Please put the data, from its first line up to and including the line with "x=346, y=238", into a numbered list, leaving out any blank lines.

— Start DATA SECTION —

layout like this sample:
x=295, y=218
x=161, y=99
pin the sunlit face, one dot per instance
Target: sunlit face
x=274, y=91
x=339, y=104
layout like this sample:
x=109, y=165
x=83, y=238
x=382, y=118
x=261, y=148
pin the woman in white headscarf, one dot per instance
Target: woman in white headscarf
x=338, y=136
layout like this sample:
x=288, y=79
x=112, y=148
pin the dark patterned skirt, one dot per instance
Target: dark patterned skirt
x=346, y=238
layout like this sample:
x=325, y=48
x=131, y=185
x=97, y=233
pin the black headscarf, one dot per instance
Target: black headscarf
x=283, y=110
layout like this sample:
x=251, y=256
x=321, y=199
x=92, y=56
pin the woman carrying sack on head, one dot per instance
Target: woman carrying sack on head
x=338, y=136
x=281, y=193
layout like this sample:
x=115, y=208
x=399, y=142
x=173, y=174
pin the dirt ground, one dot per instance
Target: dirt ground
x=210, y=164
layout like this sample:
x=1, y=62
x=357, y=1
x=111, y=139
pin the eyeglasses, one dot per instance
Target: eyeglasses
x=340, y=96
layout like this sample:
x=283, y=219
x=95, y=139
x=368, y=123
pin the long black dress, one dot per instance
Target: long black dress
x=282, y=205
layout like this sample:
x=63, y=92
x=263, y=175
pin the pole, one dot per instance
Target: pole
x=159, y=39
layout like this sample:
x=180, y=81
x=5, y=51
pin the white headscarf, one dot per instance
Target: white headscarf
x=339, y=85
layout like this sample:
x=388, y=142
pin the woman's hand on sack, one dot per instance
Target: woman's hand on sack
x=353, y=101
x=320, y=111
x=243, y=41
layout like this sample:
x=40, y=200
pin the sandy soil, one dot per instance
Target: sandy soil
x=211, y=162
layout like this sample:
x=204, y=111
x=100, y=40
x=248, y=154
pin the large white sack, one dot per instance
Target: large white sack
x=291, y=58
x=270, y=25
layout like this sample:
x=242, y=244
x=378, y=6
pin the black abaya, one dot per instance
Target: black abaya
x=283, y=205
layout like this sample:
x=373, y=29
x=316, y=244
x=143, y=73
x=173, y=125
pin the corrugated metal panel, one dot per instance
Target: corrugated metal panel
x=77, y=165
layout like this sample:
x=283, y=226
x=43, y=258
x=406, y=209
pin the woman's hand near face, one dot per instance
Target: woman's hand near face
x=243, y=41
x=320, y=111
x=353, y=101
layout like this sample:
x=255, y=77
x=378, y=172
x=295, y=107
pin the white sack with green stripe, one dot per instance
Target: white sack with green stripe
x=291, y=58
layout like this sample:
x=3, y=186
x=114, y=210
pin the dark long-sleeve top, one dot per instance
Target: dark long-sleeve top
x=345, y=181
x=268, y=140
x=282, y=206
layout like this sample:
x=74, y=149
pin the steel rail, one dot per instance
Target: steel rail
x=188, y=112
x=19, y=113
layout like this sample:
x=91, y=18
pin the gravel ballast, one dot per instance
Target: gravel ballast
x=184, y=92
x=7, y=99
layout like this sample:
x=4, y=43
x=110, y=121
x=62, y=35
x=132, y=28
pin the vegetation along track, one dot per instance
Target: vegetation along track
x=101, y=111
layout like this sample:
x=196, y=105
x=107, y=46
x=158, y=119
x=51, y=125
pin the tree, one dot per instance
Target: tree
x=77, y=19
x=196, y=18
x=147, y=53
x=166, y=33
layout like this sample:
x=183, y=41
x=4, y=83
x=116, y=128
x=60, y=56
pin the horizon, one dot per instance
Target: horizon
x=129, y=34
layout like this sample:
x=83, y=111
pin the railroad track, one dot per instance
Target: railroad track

— End DATA SECTION —

## RESULT:
1. layout like this sample:
2. x=295, y=218
3. x=161, y=99
4. pin the sunlit face, one dot per instance
5. Target: sunlit face
6. x=274, y=91
7. x=339, y=104
8. layout like this sample:
9. x=109, y=165
10. x=83, y=238
11. x=382, y=118
12. x=261, y=148
13. pin the woman in white headscarf, one dot per instance
14. Target: woman in white headscarf
15. x=338, y=136
16. layout like this sample:
17. x=288, y=79
18. x=112, y=148
19. pin the dark patterned skirt, one dot per instance
20. Target: dark patterned skirt
21. x=346, y=238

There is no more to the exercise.